Task directions: Copy out the final stretch of the listing: the line that contains "antenna as a single dot per instance." and all lines after it, exactly as they appear.

Exercise material:
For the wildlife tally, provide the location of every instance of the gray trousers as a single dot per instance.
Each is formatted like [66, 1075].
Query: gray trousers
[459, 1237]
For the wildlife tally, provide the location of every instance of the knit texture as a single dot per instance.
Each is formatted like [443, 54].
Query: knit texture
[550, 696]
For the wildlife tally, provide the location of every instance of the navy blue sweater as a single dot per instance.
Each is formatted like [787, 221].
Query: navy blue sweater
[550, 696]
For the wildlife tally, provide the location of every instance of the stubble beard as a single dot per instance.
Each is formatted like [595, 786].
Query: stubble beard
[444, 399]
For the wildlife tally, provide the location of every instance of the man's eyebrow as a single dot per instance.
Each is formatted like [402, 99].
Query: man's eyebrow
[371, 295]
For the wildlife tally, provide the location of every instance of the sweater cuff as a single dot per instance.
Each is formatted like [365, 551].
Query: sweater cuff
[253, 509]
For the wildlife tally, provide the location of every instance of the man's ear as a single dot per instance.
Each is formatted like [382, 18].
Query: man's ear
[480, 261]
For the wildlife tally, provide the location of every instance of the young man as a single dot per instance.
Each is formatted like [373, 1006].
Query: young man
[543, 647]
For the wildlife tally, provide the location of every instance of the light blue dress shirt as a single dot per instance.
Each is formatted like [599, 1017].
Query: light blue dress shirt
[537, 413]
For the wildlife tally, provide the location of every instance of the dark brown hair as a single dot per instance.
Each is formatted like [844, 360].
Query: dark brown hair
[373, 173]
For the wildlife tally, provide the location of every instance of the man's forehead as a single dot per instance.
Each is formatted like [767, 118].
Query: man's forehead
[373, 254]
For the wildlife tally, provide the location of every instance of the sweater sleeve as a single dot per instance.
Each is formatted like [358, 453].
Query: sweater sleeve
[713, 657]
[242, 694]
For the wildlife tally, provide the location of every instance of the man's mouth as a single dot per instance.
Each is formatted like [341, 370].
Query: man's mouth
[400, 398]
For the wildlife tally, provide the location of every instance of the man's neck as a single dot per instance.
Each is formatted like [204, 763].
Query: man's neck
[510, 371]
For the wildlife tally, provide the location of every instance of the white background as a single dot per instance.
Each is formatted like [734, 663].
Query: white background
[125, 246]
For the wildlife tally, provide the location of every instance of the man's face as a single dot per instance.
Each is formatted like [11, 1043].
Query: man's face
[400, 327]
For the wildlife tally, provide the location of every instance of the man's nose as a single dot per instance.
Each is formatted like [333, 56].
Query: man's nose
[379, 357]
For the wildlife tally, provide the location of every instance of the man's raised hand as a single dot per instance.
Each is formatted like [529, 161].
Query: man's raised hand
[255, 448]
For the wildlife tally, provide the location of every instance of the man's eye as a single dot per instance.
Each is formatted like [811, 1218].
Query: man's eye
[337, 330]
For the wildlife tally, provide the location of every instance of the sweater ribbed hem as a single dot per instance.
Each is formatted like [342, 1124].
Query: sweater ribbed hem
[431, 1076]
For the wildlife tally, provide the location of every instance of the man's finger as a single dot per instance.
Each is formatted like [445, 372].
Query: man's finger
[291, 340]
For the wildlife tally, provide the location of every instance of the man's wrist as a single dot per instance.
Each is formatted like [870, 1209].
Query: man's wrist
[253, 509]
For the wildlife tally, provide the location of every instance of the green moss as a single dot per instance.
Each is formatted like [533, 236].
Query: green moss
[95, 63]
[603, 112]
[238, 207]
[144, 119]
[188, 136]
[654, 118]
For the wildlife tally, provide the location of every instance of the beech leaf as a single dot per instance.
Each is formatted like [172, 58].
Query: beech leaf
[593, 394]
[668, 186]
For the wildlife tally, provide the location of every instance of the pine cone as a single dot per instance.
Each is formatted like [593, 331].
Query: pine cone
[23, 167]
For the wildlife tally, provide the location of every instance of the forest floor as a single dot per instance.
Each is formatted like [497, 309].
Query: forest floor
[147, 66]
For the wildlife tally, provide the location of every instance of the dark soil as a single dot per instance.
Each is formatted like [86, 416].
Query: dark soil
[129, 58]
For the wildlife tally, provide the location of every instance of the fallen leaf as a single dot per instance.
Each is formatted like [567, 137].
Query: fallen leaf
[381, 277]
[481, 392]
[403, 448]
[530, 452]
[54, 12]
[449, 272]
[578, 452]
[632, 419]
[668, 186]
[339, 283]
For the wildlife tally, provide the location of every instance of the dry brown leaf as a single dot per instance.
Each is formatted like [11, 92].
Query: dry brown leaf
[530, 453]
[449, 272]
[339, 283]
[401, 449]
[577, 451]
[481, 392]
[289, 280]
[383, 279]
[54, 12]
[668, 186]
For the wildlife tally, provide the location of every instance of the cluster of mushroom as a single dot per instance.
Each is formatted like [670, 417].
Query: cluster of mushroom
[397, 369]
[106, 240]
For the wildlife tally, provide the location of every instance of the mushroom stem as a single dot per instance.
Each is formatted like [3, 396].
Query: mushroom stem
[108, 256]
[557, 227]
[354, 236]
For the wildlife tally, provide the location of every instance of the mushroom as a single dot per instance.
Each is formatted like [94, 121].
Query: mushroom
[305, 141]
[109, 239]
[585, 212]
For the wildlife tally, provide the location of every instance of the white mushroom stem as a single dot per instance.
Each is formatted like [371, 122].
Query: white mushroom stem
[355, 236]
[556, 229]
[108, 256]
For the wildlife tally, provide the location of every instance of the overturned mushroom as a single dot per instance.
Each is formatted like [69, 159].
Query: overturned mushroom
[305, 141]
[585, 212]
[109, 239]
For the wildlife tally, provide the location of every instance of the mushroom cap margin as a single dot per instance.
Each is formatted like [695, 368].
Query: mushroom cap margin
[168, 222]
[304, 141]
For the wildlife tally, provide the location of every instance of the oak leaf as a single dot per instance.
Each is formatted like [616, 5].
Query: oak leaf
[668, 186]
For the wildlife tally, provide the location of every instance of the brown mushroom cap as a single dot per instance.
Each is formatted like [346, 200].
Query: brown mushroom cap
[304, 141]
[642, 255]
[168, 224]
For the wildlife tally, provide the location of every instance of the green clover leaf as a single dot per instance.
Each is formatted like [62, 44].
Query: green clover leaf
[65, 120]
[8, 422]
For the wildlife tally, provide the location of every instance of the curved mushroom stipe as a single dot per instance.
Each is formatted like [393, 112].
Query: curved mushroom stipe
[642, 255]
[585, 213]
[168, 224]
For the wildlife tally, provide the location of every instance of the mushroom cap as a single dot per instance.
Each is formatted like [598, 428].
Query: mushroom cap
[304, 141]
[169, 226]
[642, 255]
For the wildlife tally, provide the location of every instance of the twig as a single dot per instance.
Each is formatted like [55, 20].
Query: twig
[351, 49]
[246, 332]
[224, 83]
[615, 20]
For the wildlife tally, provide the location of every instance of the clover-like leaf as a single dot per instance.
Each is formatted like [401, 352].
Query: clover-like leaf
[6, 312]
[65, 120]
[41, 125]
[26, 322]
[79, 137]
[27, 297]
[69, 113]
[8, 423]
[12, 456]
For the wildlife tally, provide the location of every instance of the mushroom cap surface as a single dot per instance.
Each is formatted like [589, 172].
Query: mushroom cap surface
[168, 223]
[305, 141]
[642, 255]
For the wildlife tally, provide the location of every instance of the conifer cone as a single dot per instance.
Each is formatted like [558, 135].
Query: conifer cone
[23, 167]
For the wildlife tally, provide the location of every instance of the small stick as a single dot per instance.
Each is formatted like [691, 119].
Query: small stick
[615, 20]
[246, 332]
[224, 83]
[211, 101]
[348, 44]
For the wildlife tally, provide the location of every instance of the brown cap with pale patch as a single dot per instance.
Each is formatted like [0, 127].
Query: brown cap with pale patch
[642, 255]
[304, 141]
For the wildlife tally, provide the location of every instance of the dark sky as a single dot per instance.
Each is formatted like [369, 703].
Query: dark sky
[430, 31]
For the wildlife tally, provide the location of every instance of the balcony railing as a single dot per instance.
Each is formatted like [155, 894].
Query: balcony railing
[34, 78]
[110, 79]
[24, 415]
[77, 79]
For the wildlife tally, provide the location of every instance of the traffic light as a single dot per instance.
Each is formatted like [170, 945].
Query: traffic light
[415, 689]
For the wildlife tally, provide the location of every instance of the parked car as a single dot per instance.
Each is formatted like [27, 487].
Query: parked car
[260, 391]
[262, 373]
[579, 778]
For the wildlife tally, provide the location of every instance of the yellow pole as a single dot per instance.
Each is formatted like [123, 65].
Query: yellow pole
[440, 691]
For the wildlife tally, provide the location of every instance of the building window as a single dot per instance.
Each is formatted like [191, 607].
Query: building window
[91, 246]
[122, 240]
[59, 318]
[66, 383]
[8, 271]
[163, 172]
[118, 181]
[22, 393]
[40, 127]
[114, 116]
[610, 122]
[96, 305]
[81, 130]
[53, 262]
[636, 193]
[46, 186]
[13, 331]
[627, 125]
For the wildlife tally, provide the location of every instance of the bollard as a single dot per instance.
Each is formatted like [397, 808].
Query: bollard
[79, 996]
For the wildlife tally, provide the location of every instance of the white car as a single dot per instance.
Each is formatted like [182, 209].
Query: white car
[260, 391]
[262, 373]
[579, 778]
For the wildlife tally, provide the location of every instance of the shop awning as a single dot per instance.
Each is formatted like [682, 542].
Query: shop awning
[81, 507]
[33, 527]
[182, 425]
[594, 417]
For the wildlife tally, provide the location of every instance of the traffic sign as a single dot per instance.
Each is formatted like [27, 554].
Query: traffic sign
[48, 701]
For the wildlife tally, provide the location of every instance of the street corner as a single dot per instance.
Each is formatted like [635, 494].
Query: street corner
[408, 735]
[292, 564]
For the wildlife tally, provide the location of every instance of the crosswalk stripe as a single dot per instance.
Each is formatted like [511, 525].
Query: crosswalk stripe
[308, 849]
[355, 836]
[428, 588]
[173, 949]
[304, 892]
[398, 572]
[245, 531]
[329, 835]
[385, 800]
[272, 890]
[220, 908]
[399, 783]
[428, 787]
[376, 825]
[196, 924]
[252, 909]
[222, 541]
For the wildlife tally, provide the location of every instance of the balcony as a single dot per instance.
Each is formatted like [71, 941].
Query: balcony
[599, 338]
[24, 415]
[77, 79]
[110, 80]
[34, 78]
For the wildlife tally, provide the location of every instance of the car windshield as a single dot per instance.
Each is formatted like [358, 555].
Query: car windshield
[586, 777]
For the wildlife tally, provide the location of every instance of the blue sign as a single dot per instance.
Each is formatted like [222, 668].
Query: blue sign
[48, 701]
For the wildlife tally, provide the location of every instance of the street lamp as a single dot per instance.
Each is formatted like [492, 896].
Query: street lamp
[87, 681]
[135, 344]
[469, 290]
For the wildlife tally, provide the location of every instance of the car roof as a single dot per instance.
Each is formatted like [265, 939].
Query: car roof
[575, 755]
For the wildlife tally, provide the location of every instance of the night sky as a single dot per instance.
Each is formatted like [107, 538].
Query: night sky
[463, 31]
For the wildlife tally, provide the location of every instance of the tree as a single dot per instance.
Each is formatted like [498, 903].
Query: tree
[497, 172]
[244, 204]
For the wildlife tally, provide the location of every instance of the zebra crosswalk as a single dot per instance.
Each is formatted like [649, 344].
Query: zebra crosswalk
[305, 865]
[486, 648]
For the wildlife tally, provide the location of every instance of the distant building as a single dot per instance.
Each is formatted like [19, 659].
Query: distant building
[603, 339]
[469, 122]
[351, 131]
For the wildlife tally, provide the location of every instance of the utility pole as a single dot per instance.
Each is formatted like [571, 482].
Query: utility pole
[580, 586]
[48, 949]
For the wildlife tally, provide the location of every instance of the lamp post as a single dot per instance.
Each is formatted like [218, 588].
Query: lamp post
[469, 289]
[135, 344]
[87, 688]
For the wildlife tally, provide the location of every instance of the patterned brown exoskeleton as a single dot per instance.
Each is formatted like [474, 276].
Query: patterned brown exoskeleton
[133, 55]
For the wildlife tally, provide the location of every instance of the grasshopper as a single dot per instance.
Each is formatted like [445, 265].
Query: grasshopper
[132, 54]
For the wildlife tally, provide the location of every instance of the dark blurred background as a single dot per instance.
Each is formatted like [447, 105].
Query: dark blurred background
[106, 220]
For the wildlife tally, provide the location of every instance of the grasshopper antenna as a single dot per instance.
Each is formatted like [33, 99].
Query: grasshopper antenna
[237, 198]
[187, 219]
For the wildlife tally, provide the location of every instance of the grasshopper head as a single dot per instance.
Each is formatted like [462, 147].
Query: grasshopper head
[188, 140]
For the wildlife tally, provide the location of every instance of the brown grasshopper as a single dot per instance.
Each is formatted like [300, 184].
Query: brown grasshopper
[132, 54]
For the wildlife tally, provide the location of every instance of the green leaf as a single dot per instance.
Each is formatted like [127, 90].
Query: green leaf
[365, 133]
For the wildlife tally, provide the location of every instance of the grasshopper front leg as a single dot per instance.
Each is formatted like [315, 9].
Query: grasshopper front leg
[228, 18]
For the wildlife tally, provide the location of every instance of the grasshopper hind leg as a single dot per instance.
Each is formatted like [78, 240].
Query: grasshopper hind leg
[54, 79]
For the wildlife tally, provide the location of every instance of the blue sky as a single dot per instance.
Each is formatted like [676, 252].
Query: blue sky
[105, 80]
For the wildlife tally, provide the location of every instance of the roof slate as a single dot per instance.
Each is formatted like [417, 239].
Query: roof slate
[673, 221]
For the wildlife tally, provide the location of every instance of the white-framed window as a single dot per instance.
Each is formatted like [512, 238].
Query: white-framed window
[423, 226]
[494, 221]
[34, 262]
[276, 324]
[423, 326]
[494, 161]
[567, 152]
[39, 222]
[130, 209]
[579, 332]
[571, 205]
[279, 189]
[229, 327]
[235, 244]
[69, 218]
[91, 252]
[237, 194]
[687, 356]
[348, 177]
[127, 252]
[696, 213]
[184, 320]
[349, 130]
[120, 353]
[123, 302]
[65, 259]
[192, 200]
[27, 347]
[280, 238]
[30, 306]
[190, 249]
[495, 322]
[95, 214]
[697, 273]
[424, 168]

Exercise solution:
For the wildlife tally, provide the location of every instance of the grasshopper antenna as a single dot per instance.
Each is formatted like [33, 99].
Query: grasshopper antenna
[237, 198]
[187, 219]
For the wildlife tally, provide the location of every instance of the grasshopper head as a single dot per instance.
Each is formatted like [462, 147].
Query: grasshopper head
[188, 140]
For the wildlife tally, provide the location of every instance of the brown grasshopper as a single dot per instance.
Each is formatted like [300, 184].
Query: brown grasshopper
[132, 54]
For the wildlife tally, provide the location of every instance of the green leaf as a single dot per instance.
Each is formatted like [127, 90].
Query: green leaf
[365, 133]
For the wildlife tally, provide the location of every instance of the grasshopper front leg as a single dot per instance.
Each is formatted like [315, 9].
Query: grasshopper front leg
[228, 18]
For the wildlife tally, provide the location of every instance of the grasshopper hind leg as a single dot per instance.
Each is formatted like [78, 240].
Query: grasshopper hind leg
[54, 79]
For the wildlife tally, provide the location of every instance of the blue sky as a single dot per instance.
Each is formatted like [676, 252].
Query: blue sky
[105, 80]
For the wildlife tally, provide the location of every instance of the roof slate as a single dot per instance.
Each is formatted like [417, 239].
Query: roof slate
[673, 221]
For the wildlife tally, provide the location of every instance of the white-framed window as a single dot per instance.
Each is formatted like [512, 238].
Query: white-framed window
[423, 226]
[494, 221]
[34, 262]
[276, 324]
[423, 326]
[494, 161]
[567, 152]
[39, 222]
[130, 209]
[579, 332]
[571, 205]
[279, 189]
[229, 327]
[235, 244]
[69, 218]
[91, 252]
[237, 194]
[687, 356]
[348, 177]
[127, 252]
[696, 213]
[184, 320]
[349, 130]
[120, 353]
[123, 302]
[65, 259]
[192, 200]
[27, 347]
[280, 238]
[30, 306]
[190, 249]
[495, 322]
[95, 214]
[697, 273]
[424, 168]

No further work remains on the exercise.